# MATERIAL FOR THIS TASK

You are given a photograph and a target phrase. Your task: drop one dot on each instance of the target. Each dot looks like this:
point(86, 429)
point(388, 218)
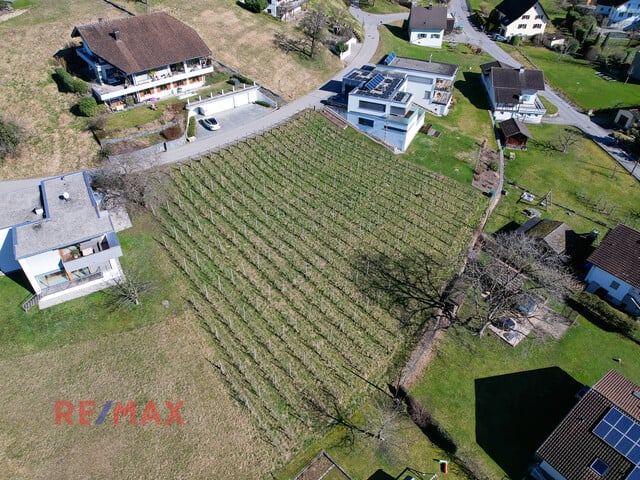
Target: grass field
point(576, 79)
point(466, 126)
point(580, 180)
point(501, 402)
point(278, 281)
point(56, 140)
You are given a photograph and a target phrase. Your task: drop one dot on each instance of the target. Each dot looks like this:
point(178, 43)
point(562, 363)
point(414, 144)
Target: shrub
point(600, 312)
point(69, 83)
point(171, 133)
point(256, 6)
point(87, 106)
point(10, 137)
point(191, 129)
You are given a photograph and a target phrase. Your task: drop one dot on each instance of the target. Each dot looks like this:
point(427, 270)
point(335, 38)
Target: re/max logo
point(86, 411)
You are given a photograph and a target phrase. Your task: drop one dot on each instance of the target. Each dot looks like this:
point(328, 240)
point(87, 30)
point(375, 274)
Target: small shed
point(514, 134)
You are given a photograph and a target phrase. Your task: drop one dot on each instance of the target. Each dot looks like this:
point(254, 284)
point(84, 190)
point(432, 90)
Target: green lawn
point(466, 126)
point(580, 180)
point(87, 317)
point(577, 80)
point(500, 402)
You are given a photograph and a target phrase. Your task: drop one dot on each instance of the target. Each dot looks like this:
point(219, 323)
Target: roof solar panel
point(374, 82)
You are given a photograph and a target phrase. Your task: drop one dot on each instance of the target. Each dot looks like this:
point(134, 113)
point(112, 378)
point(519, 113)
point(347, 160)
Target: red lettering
point(150, 413)
point(66, 413)
point(120, 411)
point(85, 412)
point(174, 412)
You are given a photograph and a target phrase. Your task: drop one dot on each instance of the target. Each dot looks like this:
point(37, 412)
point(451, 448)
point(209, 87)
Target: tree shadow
point(398, 31)
point(516, 412)
point(471, 87)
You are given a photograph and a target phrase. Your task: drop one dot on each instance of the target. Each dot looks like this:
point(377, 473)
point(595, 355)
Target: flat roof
point(69, 220)
point(19, 206)
point(422, 66)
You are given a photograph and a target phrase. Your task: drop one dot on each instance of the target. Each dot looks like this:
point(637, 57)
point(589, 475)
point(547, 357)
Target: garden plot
point(268, 231)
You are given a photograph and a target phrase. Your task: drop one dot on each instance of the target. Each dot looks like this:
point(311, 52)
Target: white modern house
point(427, 26)
point(61, 237)
point(431, 83)
point(379, 104)
point(619, 14)
point(522, 18)
point(615, 269)
point(284, 9)
point(513, 92)
point(144, 58)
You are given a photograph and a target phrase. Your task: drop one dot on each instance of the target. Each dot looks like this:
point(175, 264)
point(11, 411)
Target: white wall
point(513, 30)
point(39, 264)
point(8, 262)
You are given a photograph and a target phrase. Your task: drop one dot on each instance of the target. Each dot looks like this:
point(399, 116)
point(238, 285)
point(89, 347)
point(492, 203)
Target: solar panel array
point(622, 434)
point(377, 79)
point(390, 58)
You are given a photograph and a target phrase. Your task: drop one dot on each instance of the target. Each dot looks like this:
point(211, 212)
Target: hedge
point(600, 312)
point(70, 83)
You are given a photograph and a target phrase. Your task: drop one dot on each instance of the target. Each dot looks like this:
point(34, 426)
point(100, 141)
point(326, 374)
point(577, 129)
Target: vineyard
point(268, 233)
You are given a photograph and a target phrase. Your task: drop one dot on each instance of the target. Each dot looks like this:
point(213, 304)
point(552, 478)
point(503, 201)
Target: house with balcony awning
point(143, 58)
point(60, 235)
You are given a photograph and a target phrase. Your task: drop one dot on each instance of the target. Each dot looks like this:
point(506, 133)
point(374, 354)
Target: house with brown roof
point(521, 18)
point(615, 269)
point(143, 58)
point(427, 26)
point(599, 439)
point(513, 92)
point(514, 134)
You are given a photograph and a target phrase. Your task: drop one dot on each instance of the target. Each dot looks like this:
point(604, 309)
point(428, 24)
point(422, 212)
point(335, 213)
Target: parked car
point(210, 123)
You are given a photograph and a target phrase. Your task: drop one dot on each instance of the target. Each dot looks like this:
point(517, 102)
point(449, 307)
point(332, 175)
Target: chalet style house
point(598, 439)
point(513, 92)
point(142, 58)
point(521, 18)
point(615, 269)
point(61, 237)
point(619, 14)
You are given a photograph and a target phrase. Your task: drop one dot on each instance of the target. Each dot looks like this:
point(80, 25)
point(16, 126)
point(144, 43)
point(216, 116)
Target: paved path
point(567, 114)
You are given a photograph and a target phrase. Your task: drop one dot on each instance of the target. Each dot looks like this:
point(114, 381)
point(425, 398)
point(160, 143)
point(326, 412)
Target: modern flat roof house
point(379, 104)
point(599, 439)
point(513, 92)
point(431, 83)
point(61, 237)
point(615, 269)
point(145, 57)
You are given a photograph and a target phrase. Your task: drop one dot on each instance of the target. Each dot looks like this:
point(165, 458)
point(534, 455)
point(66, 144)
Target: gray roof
point(428, 18)
point(66, 222)
point(19, 206)
point(143, 42)
point(422, 66)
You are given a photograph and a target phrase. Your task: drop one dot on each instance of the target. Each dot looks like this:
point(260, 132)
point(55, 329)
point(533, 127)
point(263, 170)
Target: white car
point(210, 123)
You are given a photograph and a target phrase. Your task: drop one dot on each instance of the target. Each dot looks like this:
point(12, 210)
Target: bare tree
point(313, 26)
point(513, 268)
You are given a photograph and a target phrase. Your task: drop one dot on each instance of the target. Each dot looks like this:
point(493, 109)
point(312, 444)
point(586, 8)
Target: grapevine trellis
point(267, 233)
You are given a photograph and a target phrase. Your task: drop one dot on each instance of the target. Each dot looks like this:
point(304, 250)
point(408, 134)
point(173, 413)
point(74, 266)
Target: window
point(599, 467)
point(377, 107)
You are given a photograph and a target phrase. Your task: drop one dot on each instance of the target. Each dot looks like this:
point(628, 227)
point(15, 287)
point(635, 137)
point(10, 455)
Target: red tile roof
point(140, 43)
point(619, 254)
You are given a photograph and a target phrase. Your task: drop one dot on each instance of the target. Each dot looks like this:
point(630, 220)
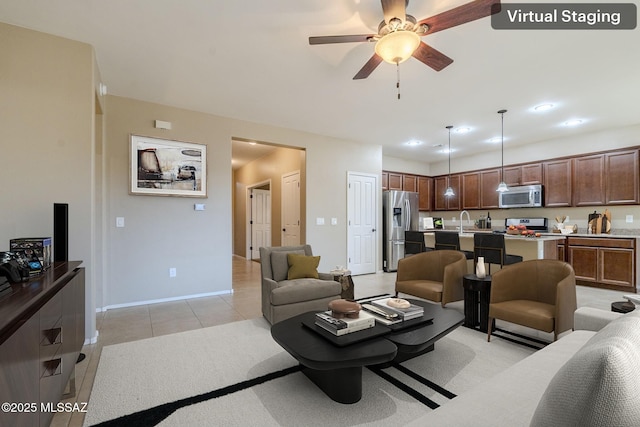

# PROBLEM STATEMENT
Rewrite the records from the start up to and including the line with "point(191, 129)", replacing "photograph" with "image" and leaving everything else unchanged. Leave the pictures out of your answer.

# THE RESULT
You are given a image and a target phrase. Your task: drop one dot on each instance of the target. Each dot looks like this:
point(86, 429)
point(388, 218)
Target: grass field
point(576, 79)
point(466, 126)
point(580, 180)
point(501, 402)
point(278, 281)
point(56, 140)
You are given a image and a target phrase. Your task: drop one dot on each instance of the target. Each dot looks like this:
point(178, 43)
point(562, 363)
point(414, 144)
Target: shrub
point(600, 312)
point(69, 83)
point(171, 133)
point(256, 6)
point(87, 106)
point(10, 137)
point(191, 129)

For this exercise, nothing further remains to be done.